TEXT SHOWN ->
3rdly. From all appearances, and according to human foresight, no man's prosperity appeared of surer continuance than Job's; no wonder therefore,
1. That he promised himself good days. Then I said, when every thing without was so fair, and I felt within conscious integrity, I shall die in my nest. He knew that he must die; and never in his greatest prosperity forgot to prepare for his departure hence; but he hoped that it would be in peace, amid his kind friends surrounding his bed, and his children, the heirs of his virtue as well as affluence, with filial piety closing his dying eyes. I shall multiply my days as the sand, and late return unto the tomb, full of years, riches, and honours. Note; (1.) When things go smoothly we are too apt to count upon their continuance; but how often do we see a quick transition, and our hopes disappointed! (2.) A long life is a desirable blessing, when employed for the glory of God, and the good of mankind.

JOB A -> Filter the records down to the lines that contain the string "roof".
The records are unrelated to the Job commentary.

Object-pointing dataset rows ->
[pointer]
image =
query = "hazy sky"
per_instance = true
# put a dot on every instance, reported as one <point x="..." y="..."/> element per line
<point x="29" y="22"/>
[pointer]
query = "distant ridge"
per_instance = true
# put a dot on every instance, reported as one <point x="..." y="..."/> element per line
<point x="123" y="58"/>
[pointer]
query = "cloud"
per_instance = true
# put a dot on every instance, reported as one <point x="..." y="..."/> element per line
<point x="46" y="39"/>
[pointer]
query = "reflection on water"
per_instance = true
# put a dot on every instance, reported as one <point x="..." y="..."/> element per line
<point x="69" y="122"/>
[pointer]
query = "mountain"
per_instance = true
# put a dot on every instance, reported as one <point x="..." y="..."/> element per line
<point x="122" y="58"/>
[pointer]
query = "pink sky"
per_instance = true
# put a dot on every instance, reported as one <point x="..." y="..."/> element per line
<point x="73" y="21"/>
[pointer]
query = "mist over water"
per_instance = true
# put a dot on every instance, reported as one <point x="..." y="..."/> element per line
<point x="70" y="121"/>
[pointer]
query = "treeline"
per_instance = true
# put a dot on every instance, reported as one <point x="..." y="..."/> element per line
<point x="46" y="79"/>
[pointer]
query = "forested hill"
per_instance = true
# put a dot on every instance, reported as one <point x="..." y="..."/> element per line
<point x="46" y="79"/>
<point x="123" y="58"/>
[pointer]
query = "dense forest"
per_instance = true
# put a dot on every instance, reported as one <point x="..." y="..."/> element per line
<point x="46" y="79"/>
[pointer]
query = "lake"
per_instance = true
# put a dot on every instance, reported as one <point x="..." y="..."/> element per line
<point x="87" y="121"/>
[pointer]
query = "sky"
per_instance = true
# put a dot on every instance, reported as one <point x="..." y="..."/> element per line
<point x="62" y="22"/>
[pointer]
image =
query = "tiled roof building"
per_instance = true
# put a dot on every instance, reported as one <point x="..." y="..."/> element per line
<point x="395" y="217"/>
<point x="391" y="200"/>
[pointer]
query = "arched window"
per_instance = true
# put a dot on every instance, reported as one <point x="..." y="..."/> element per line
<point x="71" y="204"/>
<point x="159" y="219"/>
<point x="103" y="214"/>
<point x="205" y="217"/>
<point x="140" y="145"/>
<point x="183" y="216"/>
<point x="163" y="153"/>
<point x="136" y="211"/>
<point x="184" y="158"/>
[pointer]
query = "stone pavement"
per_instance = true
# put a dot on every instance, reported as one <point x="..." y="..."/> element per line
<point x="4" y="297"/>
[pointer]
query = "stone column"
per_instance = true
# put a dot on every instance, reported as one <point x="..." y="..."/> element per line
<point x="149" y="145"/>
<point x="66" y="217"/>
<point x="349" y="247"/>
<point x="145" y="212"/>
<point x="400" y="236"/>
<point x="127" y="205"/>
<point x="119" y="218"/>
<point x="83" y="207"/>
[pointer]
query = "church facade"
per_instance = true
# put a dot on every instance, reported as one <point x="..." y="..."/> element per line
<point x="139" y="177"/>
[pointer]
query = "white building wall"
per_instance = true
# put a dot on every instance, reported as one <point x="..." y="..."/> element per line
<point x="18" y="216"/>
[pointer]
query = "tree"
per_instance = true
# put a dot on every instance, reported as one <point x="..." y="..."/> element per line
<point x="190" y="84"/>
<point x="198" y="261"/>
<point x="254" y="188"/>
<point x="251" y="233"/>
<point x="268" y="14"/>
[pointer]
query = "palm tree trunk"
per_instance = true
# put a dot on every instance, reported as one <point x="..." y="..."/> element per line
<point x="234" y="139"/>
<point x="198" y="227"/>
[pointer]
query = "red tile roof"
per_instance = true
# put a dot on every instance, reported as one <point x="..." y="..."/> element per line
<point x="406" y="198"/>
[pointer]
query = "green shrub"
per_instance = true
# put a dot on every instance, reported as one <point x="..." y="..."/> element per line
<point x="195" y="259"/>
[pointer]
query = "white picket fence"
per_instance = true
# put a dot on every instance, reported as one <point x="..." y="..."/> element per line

JOB B -> In the Job commentary, what is called a desirable blessing when employed for the glory of God and the good of mankind?

EXERCISE RESPONSE A ->
query = "tiled roof building"
query = "red tile roof"

EXERCISE RESPONSE B -> A long life.